*What needs to be done:* Transcribe the listing that follows exactly, from its first line to its last.
(Information supplied Opens)
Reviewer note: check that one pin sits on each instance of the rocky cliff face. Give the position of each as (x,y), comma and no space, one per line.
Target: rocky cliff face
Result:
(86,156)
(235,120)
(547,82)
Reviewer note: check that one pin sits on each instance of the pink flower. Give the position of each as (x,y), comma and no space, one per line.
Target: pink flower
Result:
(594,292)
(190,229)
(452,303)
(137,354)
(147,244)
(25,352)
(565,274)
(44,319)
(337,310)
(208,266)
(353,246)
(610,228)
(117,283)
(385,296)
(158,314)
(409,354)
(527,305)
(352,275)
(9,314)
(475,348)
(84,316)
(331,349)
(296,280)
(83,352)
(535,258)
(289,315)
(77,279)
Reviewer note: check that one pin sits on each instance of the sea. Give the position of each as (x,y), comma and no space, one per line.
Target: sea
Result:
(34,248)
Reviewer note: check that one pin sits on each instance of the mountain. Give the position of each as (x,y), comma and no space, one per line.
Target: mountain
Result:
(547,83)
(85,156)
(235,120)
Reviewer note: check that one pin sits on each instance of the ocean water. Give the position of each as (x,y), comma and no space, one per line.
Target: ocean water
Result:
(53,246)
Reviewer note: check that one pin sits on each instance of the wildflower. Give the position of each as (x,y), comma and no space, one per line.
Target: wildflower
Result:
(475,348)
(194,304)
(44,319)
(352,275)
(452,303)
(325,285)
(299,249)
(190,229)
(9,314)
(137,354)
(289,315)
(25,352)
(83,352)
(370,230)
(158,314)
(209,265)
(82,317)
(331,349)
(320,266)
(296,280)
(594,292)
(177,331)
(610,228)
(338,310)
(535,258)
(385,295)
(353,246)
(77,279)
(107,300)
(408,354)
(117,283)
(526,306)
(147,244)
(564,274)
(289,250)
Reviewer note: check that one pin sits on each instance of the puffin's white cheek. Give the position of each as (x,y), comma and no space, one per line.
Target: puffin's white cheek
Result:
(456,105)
(Information supplied Closes)
*Problem solution:*
Reviewer note: check that one pin sits on each instance of the rocky cliff face. Give the position of each as (x,y), comma and no space, one per line.
Target: rocky cliff face
Result:
(86,156)
(235,120)
(547,82)
Reviewer note: check that one pin sits on each instance of the pink flower. Give the position of each as (x,y), comma and no space, one per line.
Target: pink flower
Result:
(594,292)
(190,229)
(452,303)
(137,354)
(147,244)
(25,352)
(565,274)
(44,319)
(337,310)
(208,266)
(353,246)
(610,228)
(117,283)
(385,296)
(158,314)
(409,354)
(527,305)
(352,275)
(9,314)
(475,348)
(84,316)
(331,349)
(296,280)
(83,352)
(535,258)
(289,315)
(77,279)
Reviewer note: check that one pin sits on each instance of the sea. Give the position of each as (x,y), comma and no space, one per line.
Target: sea
Result:
(34,248)
Reviewer note: check that one pin sits on each instance of the mountain. Give the position of each as (x,y), comma and no space, one per line.
Target: mountain
Result:
(547,83)
(85,156)
(235,120)
Reviewer note: check that one pin sits on each instance of the ocean water. Give the position of each as (x,y), comma and no space, one per line.
Target: ocean water
Result:
(53,246)
Reviewer note: check that one pin sits on each instance of the wildflower. Give the position of each as (x,y), comma and no space, one per line.
Target: wildflower
Result:
(475,348)
(194,304)
(44,319)
(352,275)
(452,303)
(325,285)
(299,249)
(190,229)
(9,314)
(137,354)
(289,315)
(25,352)
(83,352)
(370,230)
(158,314)
(209,265)
(82,317)
(331,349)
(320,266)
(296,280)
(594,292)
(177,331)
(610,228)
(338,310)
(535,258)
(385,295)
(353,246)
(77,279)
(107,300)
(408,354)
(117,283)
(526,306)
(147,244)
(564,274)
(289,250)
Reviewer note: check that one pin sits on each instance of the puffin's white cheek. Give the position of each as (x,y), comma and no space, one per line.
Target: puffin's white cheek
Result:
(456,105)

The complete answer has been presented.